━━ Text passage ━━
Court Rules in Favor of Inn, ZBA

The Massachusetts Superior Court has ruled in favor of codefendants Nils Johnson/Vintage 13 LLC and the Mattapoisett Zoning Board of Appeals in a two-action civil suit brought by plaintiffs George and Maureen Butler.

            The Butlers had taken two civil actions against Vintage 13 LLC, aka The Inn on Shipyard Park, after the ZBA ruled in the Inn’s favor allowing repairs and modifications to the decaying building at 13 Water Street. The Butlers are abutters residing at 9 Water Street and own two lots to the west of the Inn, which is separated from the Butlers’ buildings by a 10-foot-wide driveway.

            “I have to find a contractor who isn’t too busy to bid the job,” said Johnson, noting that the Inn’s porch was an afterthought built in the 1970s and never meant to last for decades. Johnson took control of the Inn in 2012 and after leasing the property for less than two years, bought it.

            The ZBA’s decision granting a special permit includes a 3-foot increase in the building’s overall footprint to, as Johnson put it, “give people a little more space and making it safer for all.”

            Improvements, repairs and renovations will also include the second-story balcony space to “give the building more curb appeal and more accessibility to everyone,” said Johnson, who cited years of unrelenting weather making the planned repairs more urgent. In 2018, he added a rear vestibule at a cost of $16,000 meant to mitigate sound from live music.

            “We’re obviously disappointed with the result,” said attorney James Rosenblum of Brewster-based Senie & Associates, the Butlers’ representative, in an email to The Wanderer. “We felt we did a good job of getting evidence before the court that the sounds from the Inn are a lot more disturbing than they were in the 1960s era of Irving Bookstein.

            “We believe that the operations of the Inn have both exceeded their bounds as a prior nonconforming use and have constituted a nuisance, and we’re disappointed that the court did not find that. We have no comment on any appeal or posttrial motions at this time; we are still reviewing the decision.”

            The first civil action taken by the Butlers challenged the ZBA’s decision to award a special permit for repair and expansion of the Inn’s front porch.

            The second civil action sought judicial review of the ZBA’s denial of the Butlers’ petition to enforce Mattapoisett’s zoning bylaws that would have prohibited Johnson from operating the Inn as a nightclub to reduce maximum occupancy and to eliminate “obnoxious” noise. The civil suit also alleged that the Inn is a nuisance.

            A total of 23 witnesses and 47 exhibits were brought into the case.
━━━
━━ The data ━━
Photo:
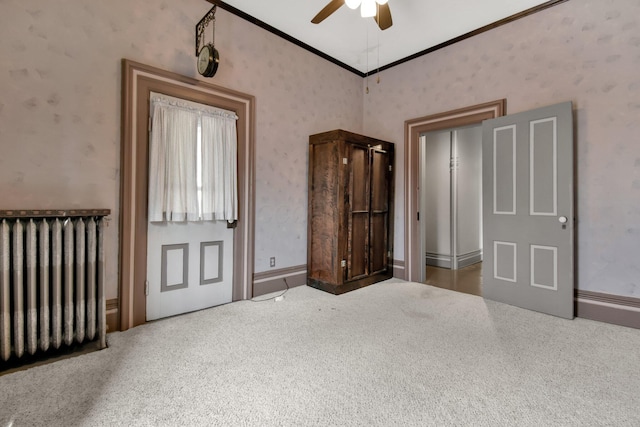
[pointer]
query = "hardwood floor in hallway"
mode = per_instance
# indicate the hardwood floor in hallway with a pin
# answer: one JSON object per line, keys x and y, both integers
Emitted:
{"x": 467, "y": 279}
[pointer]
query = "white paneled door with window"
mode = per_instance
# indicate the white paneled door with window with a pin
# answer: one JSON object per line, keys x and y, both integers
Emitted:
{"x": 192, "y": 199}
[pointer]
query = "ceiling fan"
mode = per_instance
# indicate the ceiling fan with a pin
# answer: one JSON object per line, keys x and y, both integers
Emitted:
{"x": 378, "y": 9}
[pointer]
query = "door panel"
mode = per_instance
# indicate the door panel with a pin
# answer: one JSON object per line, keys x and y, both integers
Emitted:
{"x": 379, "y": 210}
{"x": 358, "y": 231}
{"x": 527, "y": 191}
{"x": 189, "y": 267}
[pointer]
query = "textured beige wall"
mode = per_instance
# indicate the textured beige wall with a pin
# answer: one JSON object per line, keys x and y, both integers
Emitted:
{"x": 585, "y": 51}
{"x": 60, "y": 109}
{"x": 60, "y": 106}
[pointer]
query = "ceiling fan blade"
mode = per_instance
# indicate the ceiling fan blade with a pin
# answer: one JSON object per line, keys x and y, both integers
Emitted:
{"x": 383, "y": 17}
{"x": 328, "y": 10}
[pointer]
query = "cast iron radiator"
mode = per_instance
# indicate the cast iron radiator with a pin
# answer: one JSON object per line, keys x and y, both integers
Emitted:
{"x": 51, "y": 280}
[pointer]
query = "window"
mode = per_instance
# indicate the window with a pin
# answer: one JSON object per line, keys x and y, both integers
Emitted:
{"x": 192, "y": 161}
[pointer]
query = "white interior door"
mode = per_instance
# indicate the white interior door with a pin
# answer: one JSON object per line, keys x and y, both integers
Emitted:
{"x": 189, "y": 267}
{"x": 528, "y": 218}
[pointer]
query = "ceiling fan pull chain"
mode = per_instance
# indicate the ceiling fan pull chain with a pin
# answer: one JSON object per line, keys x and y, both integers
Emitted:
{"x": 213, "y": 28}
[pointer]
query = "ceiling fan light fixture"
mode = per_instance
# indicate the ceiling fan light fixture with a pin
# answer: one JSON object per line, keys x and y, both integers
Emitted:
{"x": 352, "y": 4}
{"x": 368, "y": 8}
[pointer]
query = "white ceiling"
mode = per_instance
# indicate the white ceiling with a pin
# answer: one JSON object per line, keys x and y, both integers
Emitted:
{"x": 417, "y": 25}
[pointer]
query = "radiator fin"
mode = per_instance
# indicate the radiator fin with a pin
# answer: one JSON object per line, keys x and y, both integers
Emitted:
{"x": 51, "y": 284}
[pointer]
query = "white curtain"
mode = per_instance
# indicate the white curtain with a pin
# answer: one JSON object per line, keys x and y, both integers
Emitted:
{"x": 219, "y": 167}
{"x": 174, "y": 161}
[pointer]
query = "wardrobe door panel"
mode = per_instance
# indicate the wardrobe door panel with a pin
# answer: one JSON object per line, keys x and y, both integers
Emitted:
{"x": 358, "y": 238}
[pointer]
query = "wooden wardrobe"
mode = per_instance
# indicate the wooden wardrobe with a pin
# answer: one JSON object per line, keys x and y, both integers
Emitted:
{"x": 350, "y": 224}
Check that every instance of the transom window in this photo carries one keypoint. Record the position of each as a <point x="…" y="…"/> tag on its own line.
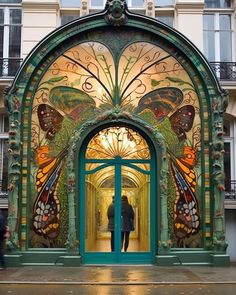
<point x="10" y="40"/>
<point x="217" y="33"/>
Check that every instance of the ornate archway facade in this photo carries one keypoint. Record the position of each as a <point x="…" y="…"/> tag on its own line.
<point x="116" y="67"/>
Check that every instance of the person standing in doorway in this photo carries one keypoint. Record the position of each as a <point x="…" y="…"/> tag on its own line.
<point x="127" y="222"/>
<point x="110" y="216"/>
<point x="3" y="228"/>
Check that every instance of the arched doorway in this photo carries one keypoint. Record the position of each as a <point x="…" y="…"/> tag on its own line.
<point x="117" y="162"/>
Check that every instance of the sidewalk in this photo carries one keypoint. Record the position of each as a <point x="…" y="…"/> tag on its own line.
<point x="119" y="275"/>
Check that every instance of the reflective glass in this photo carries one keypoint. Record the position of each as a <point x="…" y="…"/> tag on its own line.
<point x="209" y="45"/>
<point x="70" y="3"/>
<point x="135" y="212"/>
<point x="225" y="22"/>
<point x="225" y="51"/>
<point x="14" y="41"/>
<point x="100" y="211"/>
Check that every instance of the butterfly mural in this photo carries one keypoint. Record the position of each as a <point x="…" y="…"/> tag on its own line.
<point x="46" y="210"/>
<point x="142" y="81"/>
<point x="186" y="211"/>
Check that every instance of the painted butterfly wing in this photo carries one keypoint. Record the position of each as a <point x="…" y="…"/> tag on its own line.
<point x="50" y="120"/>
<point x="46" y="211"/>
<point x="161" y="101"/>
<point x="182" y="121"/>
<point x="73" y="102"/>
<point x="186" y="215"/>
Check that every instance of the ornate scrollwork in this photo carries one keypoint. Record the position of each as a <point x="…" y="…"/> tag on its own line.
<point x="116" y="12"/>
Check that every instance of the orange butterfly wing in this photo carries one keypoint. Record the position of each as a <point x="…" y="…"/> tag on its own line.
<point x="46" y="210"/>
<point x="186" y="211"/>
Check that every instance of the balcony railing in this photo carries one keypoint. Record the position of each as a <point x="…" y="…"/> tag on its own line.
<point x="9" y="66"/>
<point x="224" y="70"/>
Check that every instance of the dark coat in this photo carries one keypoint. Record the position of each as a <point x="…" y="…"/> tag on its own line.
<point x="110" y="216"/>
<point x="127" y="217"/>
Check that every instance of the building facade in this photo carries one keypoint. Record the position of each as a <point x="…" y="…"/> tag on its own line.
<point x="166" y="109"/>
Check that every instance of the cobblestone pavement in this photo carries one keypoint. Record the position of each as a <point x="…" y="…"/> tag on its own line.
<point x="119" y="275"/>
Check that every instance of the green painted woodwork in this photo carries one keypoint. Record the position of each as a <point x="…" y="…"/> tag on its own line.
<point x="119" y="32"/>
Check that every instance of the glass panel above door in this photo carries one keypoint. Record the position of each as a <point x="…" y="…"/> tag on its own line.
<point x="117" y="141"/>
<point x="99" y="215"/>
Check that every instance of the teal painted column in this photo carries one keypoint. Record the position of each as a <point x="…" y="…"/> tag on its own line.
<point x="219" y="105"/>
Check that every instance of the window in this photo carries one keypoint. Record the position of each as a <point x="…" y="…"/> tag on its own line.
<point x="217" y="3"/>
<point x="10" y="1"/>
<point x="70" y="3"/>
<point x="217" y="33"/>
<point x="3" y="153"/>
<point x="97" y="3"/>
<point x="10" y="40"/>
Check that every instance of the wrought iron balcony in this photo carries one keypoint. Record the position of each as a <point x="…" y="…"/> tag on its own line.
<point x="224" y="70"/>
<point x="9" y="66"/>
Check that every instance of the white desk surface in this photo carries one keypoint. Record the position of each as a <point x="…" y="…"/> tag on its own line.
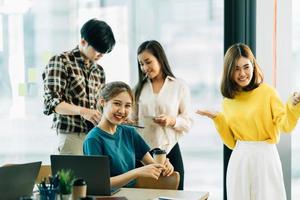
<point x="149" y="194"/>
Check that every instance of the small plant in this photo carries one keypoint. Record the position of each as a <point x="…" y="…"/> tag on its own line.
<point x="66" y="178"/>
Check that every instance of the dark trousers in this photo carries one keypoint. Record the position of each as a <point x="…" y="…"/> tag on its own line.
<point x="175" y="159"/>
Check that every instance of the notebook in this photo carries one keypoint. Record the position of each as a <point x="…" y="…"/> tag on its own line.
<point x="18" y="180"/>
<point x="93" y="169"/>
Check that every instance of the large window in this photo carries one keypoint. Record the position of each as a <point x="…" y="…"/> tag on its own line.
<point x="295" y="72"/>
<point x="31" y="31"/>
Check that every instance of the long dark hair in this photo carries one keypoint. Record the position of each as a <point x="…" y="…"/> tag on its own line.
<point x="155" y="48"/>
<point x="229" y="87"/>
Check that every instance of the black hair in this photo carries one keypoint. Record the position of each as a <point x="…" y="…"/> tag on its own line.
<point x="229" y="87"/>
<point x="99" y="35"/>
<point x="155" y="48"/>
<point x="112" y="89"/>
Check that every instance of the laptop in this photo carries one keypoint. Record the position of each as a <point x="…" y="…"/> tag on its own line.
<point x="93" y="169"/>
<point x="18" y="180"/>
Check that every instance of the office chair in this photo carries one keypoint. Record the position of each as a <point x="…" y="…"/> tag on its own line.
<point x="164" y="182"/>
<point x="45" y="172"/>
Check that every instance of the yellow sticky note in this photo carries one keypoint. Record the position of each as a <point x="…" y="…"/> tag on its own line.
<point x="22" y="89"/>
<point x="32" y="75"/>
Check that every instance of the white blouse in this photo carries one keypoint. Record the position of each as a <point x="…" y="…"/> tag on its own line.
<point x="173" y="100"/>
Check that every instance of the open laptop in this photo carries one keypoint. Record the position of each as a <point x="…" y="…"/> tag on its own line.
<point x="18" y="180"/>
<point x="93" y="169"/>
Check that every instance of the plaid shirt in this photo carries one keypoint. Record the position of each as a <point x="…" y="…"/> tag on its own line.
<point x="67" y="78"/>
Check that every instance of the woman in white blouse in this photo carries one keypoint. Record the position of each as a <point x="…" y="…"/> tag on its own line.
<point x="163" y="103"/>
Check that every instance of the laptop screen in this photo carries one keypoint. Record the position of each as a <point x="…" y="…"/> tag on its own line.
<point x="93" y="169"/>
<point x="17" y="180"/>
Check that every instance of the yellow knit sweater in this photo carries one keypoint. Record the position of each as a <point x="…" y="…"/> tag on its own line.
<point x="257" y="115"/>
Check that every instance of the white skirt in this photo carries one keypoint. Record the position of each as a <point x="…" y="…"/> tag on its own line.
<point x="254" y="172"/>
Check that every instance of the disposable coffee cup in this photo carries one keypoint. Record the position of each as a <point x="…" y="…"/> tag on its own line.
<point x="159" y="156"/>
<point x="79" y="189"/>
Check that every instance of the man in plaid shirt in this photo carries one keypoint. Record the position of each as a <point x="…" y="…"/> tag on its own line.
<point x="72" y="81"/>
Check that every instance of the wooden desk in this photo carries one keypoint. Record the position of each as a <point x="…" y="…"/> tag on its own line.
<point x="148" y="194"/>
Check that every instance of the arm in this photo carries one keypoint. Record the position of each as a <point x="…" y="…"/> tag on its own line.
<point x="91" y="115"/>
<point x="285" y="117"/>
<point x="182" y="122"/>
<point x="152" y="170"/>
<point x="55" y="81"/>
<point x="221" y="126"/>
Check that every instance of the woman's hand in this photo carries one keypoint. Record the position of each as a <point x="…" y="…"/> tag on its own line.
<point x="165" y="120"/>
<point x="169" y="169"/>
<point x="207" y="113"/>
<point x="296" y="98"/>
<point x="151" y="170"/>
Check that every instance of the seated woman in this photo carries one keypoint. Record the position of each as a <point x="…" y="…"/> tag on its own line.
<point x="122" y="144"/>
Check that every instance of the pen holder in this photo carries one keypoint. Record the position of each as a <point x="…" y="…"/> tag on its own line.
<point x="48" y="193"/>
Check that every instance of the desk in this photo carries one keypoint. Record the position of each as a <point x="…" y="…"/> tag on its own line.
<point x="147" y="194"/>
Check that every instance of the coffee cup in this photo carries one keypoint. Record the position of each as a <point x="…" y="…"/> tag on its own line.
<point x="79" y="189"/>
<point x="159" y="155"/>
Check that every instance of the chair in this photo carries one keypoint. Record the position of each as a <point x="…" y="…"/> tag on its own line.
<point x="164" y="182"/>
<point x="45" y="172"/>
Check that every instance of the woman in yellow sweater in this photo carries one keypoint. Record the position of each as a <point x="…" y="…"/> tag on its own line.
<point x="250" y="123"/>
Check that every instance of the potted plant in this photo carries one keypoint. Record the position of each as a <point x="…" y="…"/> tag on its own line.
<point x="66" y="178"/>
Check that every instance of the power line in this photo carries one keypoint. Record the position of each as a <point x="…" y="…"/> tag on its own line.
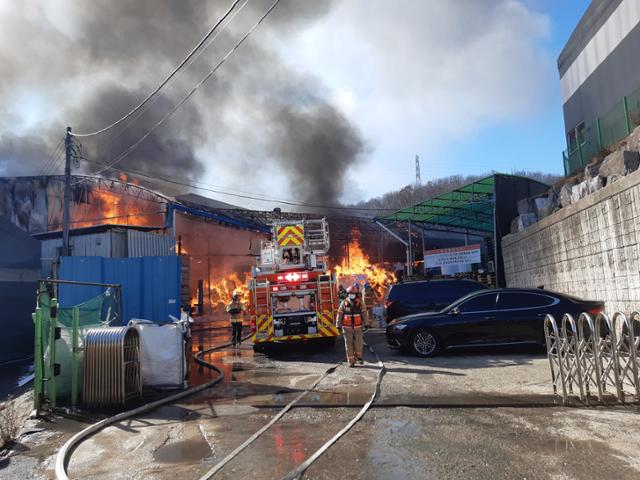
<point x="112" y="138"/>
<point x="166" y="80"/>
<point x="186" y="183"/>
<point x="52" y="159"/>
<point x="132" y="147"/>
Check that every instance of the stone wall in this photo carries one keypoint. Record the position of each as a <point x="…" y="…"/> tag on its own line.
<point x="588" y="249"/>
━━━
In the news report on the court ruling, change the part that opens with the words containing "The Massachusetts Superior" and closes with "a 10-foot-wide driveway." by putting "lane" in place of "driveway". These entries come from a different source than the news report.

The Massachusetts Superior Court has ruled in favor of codefendants Nils Johnson/Vintage 13 LLC and the Mattapoisett Zoning Board of Appeals in a two-action civil suit brought by plaintiffs George and Maureen Butler.

            The Butlers had taken two civil actions against Vintage 13 LLC, aka The Inn on Shipyard Park, after the ZBA ruled in the Inn’s favor allowing repairs and modifications to the decaying building at 13 Water Street. The Butlers are abutters residing at 9 Water Street and own two lots to the west of the Inn, which is separated from the Butlers’ buildings by a 10-foot-wide lane.